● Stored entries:
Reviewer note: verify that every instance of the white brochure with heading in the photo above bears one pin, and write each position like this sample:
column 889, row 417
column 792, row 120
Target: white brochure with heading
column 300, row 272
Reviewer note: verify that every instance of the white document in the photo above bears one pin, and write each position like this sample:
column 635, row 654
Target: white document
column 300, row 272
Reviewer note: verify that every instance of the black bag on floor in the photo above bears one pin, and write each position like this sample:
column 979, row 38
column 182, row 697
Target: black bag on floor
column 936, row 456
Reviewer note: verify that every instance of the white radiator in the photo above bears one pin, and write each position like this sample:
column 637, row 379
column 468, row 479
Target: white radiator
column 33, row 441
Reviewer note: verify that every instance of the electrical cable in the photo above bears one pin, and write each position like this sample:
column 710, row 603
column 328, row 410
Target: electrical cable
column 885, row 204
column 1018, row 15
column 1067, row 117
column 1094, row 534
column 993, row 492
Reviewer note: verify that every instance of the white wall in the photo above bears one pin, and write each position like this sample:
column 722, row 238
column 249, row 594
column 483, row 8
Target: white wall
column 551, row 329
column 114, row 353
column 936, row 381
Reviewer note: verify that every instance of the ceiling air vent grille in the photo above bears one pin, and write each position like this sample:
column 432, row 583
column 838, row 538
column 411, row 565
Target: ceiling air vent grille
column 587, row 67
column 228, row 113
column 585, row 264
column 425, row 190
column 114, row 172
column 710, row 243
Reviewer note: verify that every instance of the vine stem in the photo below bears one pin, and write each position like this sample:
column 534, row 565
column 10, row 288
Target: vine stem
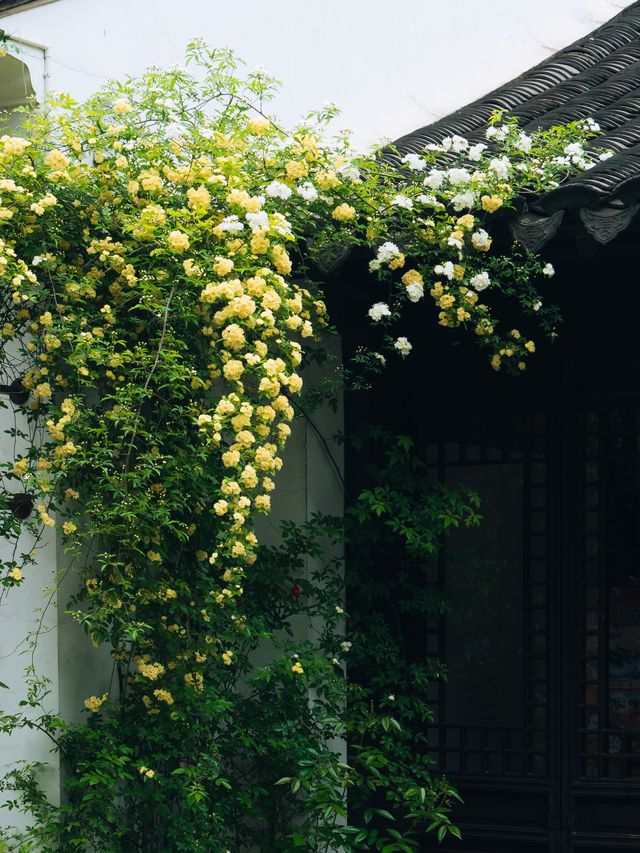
column 163, row 334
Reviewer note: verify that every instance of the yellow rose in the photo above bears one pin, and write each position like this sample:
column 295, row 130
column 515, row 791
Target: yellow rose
column 178, row 241
column 344, row 212
column 490, row 203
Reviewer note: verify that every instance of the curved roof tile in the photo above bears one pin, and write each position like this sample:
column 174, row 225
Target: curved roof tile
column 597, row 76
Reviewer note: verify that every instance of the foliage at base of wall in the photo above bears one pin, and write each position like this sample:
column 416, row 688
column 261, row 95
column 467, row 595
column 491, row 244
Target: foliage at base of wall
column 261, row 767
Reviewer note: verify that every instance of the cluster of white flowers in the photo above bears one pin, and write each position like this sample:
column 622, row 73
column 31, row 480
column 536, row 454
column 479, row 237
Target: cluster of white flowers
column 307, row 191
column 277, row 189
column 458, row 176
column 386, row 253
column 446, row 269
column 403, row 346
column 378, row 311
column 501, row 166
column 402, row 201
column 258, row 221
column 480, row 240
column 480, row 281
column 464, row 201
column 434, row 179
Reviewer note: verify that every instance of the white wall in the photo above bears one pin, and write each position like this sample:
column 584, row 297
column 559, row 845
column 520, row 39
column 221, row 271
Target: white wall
column 393, row 67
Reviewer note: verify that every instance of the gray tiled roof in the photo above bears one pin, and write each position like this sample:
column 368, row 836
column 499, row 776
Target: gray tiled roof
column 597, row 76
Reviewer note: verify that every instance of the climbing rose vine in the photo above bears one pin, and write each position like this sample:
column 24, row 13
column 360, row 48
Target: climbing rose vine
column 155, row 248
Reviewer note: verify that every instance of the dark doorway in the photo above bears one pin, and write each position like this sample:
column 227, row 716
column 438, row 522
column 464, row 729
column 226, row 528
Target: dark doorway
column 539, row 723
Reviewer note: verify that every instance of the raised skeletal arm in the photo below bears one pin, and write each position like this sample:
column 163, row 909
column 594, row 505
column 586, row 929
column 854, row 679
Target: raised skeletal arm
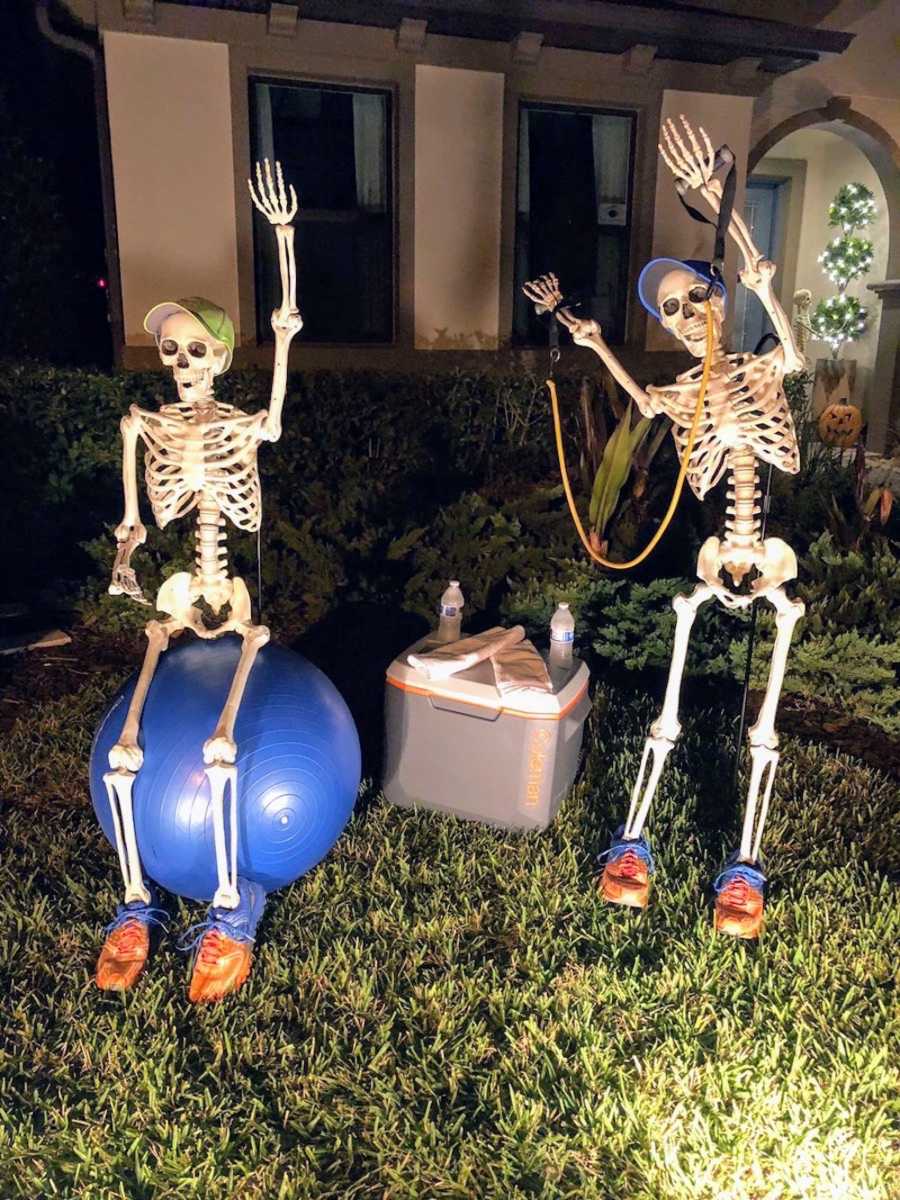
column 280, row 209
column 545, row 293
column 130, row 533
column 695, row 165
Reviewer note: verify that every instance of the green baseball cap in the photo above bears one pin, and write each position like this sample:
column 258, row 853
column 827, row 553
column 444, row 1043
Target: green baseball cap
column 211, row 316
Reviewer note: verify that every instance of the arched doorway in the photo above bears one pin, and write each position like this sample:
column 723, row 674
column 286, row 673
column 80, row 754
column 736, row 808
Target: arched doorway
column 879, row 159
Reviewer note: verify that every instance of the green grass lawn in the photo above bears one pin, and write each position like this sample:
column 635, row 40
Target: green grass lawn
column 443, row 1011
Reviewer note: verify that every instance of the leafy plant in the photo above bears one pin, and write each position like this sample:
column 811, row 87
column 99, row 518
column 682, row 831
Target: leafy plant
column 841, row 318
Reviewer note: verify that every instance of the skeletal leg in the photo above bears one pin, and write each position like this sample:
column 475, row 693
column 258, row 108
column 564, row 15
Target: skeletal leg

● Problem to work on:
Every line with "below" in it should be copied from the entries.

● Result for this task:
Reviewer note: verify that every instance of the vine stem in the photo below bears one pin, and write each position like this sample:
Reviewer note: verify that every instance of the raised skeletal arm in the photo below bears one pin, and write each position like this sample:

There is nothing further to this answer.